- WORK ORDER 1:
List the surnames of the justices named in the court opinion below.
- WORK ORDER 2:
Carry on writing the court opinion below, starting after its last sentence.

- PASSAGE PROVIDED:
Opinion
February 8, 2001.
Appeal from a decision of the Workers' Compensation Board, filed September 15, 1999, which refused to consider the merits of claimant's application for review of an award of intermittent lost time.
Ouimette, Goldstein Andrews (Louis M. Dauerer of counsel), Poughkeepsie, for appellant.
Ryan, Roach Ryan P.C. (Sean J. Denvir of counsel), Kingston, for Community General Hospital and another, respondents.
Before: Crew III, J.P., Peters, Mugglin, Rose and Lahtinen, JJ.
MEMORANDUM AND ORDER
Claimant sustained a work-related injury in July 1995 and, after returning to work the following month, she apparently continued to lose intermittent time from work. By decision filed October 1, 1996, the case was continued for, inter alia, further consideration of intermittent lost time awards. Shortly thereafter, claimant submitted a spreadsheet which purported to summarize her time lost from the date of the injury through April 12, 1996. A question arose, however, with regard to the medical evidence of claimant's disability during a portion of the period encompassed by the spreadsheet. Nevertheless, in April 1998, claimant was awarded eight weeks of intermittent lost time and she applied for review by the Workers' Compensation Board. In support of her application, claimant submitted a copy of the previously-submitted spreadsheet and argued that it showed 13 weeks of intermittent lost time. Concluding that the spreadsheet constituted new evidence and that claimant had failed to explain why the evidence had not been submitted prior to the award, the Board refused to entertain the merits of claimant's application.

- PROVIDED DATA:

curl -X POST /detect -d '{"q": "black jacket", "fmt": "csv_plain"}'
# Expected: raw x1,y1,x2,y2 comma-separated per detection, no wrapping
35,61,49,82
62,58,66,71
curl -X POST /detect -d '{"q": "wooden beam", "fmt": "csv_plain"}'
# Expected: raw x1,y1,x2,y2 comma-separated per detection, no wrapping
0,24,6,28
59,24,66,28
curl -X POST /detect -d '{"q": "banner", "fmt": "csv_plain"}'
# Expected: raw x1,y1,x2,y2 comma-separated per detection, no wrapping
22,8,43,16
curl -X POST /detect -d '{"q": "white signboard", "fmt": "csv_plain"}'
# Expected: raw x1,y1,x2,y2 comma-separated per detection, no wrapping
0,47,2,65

- ANSWER SPACE 1:
Crew III, Peters, Mugglin, Rose, Lahtinen

- ANSWER SPACE 2:
On this appeal, claimant contends that the Board erred in characterizing the spreadsheet as new evidence and in refusing to consider the merits of her application for review. The employer concedes that the spreadsheet was not new evidence but argues that the Board's error does not require reversal because the probative value of the spreadsheet is questionable. The probative value or weight to be given to the spreadsheet, however, is a question for the Board to resolve in its role as fact finder. As a result of its erroneous conclusion that the spreadsheet was new evidence, the Board never engaged in its fact-finding role and claimant was deprived of the opportunity to have the Board consider the merits of an issue that was properly preserved (see, Matter of Williams v. New York State Dept. of Transp., ___ A.D.2d ___, 715 N.Y.S.2d 516). Accordingly, the decision must be reversed and the matter remitted to the Board for consideration of the merits of claimant's application.
ORDERED that the decision is reversed, without costs, and matter remitted to the Workers' Compensation Board for further proceedings not inconsistent with this Court's decision.